▸ **Excerpt to read**
┌──

The Source of Intel's Cougar Point SATA Bug
by Anand Lal Shimpi on January 31, 2011 6:05 PM EST- Posted in
- CPUs
- Intel
- Sandy Bridge
- Recall
I just got off the phone with Intel’s Steve Smith (VP and Director of Intel Client PC Operations and Enabling) and got some more detail on this morning’s 6-series chipset/SATA bug.
The Problem
Cougar Point (Intel’s 6-series chipsets: H67/P67) has two sets of SATA ports: four that support 3Gbps operation, and two that support 6Gbps operation. Each set of ports requires its own PLL source.
The problem in the chipset was traced back to a transistor in the 3Gbps PLL clocking tree. The aforementioned transistor has a very thin gate oxide, which allows you to turn it on with a very low voltage. Unfortunately in this case Intel biased the transistor with too high of a voltage, resulting in higher than expected leakage current. Depending on the physical characteristics of the transistor the leakage current here can increase over time which can ultimately result in this failure on the 3Gbps ports. The fact that the 3Gbps and 6Gbps circuits have their own independent clocking trees is what ensures that this problem is limited to only ports 2 - 5 off the controller.

└──

▸ **Recorded information**
┌──

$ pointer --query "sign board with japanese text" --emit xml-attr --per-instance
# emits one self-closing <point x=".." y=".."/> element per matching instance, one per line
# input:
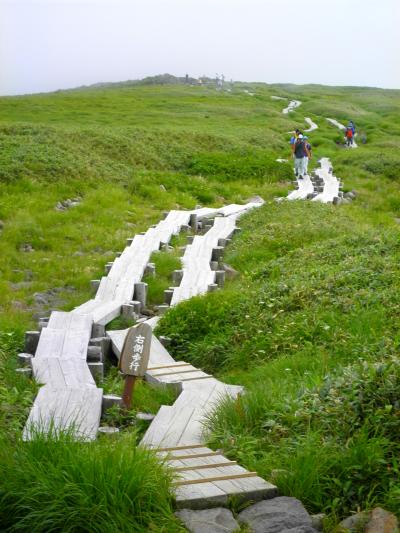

└──

▸ **Written tasks**
A - Answer these questions from the Cougar Point SATA bug article:
(i) How many Cougar Point SATA ports support 3Gbps operation?
(ii) Whom did the author speak with on the phone?
(iii) Which ports off the controller is the problem limited to?
B - Change "Cougar Point" to "CPT" everywhere in the part of the Cougar Point SATA bug article starting with "The Source of" and going on through "own PLL source.", and write that part out again.
C - Carry the Cougar Point SATA bug article on from its last sentence.
Nothing in the lines has any bearing on this work.

▸ **Outputs in order**
A -
(i) Four.
(ii) Intel's Steve Smith (VP and Director of Intel Client PC Operations and Enabling).
(iii) Ports 2 - 5.

B -
The Source of Intel's CPT SATA Bug
by Anand Lal Shimpi on January 31, 2011 6:05 PM EST- Posted in
- CPUs
- Intel
- Sandy Bridge
- Recall
I just got off the phone with Intel’s Steve Smith (VP and Director of Intel Client PC Operations and Enabling) and got some more detail on this morning’s 6-series chipset/SATA bug.
The Problem
CPT (Intel’s 6-series chipsets: H67/P67) has two sets of SATA ports: four that support 3Gbps operation, and two that support 6Gbps operation. Each set of ports requires its own PLL source.

C -
You can coax the problem out earlier by testing the PCH at increased voltage and temperature levels. By increasing one or both of these values you can simulate load over time and that’s how the problem was initially discovered. Intel believes that any current issues users have with SATA performance/compatibility/reliability are likely unrelated to the hardware bug.
One fix for this type of a problem would be to scale down the voltage applied across the problematic transistor. In this case there’s a much simpler option. The source of the problem is actually not even a key part of the 6-series chipset design, it’s remnant of an earlier design that’s no longer needed. In our Sandy Bridge review I pointed out the fair amount of design reuse that was done in creating the 6-series chipset. The solution Intel has devised is to simply remove voltage to the transistor. The chip is functionally no different, but by permanently disabling the transistor the problem will never arise.
To make matters worse, the problem was inserted at the B-stepping of the 6-series chipsets. Earlier steppings (such as what we previewed last summer) didn’t have the problem. Unfortunately for Intel, only B-stepping chipsets shipped to customers. Since the fix involves cutting off voltage to a transistor it will be fixed with a new spin of metal and you’ll get a new associated stepping (presumably C-stepping?).
While Steve wouldn’t go into greater detail he kept mentioning that this bug was completely an oversight. It sounds to me like an engineer did something without thinking and this was the result. This is a bit different from my initial take on the problem. Intel originally characterized the issue as purely statistical, but the source sounds a lot more like a design problem rather than completely random chance.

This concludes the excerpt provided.